Pick up the forum thread on the Fermat's Last Theorem proof after its final line and write the next part.

» **Extract to read**:
──────────

Re: Bring Math Arguments against this FERMAT LAST THEOREM PROOF

> On 28 Aug 2005 05:41:14 -0700,
> matt271829-news@xxxxxxxxxxx wrote:
>
> >quasi wrote:
> >> On 25 Aug 2005 14:52:20 -0700,
> matt271829-news@xxxxxxxxxxx wrote:
> >>
> >> >
> >> >george ghiata wrote:
> >> >> > OBSERVATION:
> >> >> > X,Y ,Z relative Prime numbers
> >> >> > Let's say that X^3+Y^3=Z^3
> >> >> > Let"s take:
> >> >> > X+Y=W
> >> >> > and
> >> >> > R=X^2-X*Y+Y2=W^2-3*W*Y+3*Y^2=W^2-3*W*X+3*X^2
> >> >
> >> >You mean R=X^2-X*Y+Y^2, but yeah, OK.
> >> >
> >> >>
> >> >> > When Z is not divisible by 3 we see that
> (X+Y)=W
> >> >> > and R do not have any common divisor .
> >> >
> >
> >[snip verbiage]
> >
> >>
> >> Here is a proof of that part:
> >>
> >> Assume:
> >>
> >> (1) X,Y,Z are relatively prime
> >> (2) X^3 + Y^3 = Z^3
> >> (3) Z is not a multiple of 3
> >>
> >> Then R,W are relatively prime, where R=X^2-X*Y+Y^2
> and W=X+Y.
> >>
> >> proof:
> >>
> >> Suppose instead that (R,W)>1. Let p be a common
> prime factor of R,W.
> >>
> >> p|W and W*R=Z^3 => p|Z => p .ne. 3 [since Z is not
> a multiple of 3]
> >>
> >> d|W^2-R => d|3*X*Y => p|X*Y [since p .ne. 3] =>
> p|X or p|Y.

──────────

» **Dataset rows**:

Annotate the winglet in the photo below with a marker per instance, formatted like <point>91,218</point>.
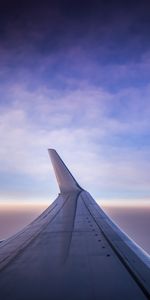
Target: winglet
<point>65,179</point>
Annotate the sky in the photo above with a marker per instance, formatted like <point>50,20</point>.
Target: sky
<point>75,76</point>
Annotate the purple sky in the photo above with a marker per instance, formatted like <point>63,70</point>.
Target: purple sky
<point>75,76</point>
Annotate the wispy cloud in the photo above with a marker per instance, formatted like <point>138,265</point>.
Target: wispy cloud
<point>81,124</point>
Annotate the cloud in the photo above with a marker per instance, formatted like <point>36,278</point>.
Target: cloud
<point>91,128</point>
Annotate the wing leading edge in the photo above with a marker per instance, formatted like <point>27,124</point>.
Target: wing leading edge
<point>73,250</point>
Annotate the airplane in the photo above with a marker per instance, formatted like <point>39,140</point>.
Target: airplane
<point>72,251</point>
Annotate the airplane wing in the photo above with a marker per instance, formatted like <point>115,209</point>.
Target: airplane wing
<point>73,250</point>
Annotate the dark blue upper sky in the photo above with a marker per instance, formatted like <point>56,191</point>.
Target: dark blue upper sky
<point>75,75</point>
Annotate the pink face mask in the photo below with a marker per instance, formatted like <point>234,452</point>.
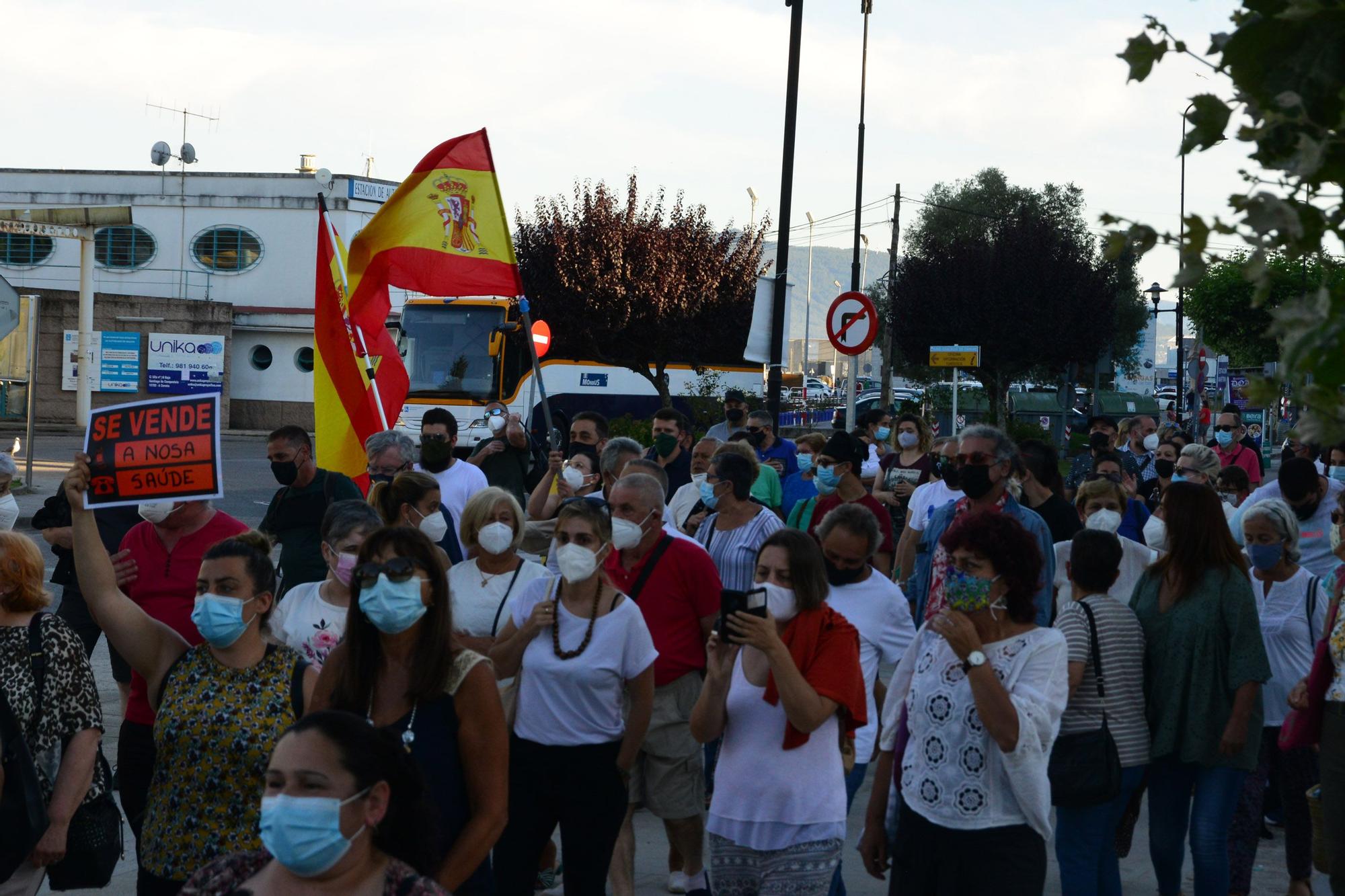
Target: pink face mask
<point>345,568</point>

──────────

» **Exercise output**:
> >
> >I assume you mean p|W^2-R => p|3*X*Y => p|X*Y
> >
> >>
> >> Without loss of generality, assume p|X. But then
> since also p|Z, the
> >> equation Y^3=Z^3-X^3 implies p|Y^3, hence p|Y,
> contradicting the
> >> assumption that X,Y,Z are relatively prime.
> >>
> >
> >Great!
> >
> >Then
> >
> >(R,W) = 1 and R*W = Z^3 => R and W are perfect
> cubes.
> >
> >So R = z^3 and W = u^3 for some integers z and u.
> >
> >And
> >
> >Z^3 = R*W = z^3*u^3
> >=> Z = u*z
> >
> >Continuing with GG's proposed proof:
> >
> >> When Z is divisible by ,that is Z=u*3*z we see
> that
> >> W and R have as common
> >> divisor only 3
> >> Therfore W=(u^3)*3^(3-1) and R=3*z^n
> >
> >I assume this means "When Z is divisible by 3..."
> >
> >Anyone care to offer a proof of this next bit?
>
> Assume 3|Z.
>
> Then X,Y are not multiples of 3 since if 3 divides
> one of them, the
> equation X^3+Y^3=Z^3 together with 3|Z would imply 3
> divides the
> other, contrary to the assumption that X,Y,Z are
> relatively prime.
>
> Hence X*Y is not a multiple of 3.
>
> Now W*R=Z^3 => 3|(W*R) => 3|W or 3|R.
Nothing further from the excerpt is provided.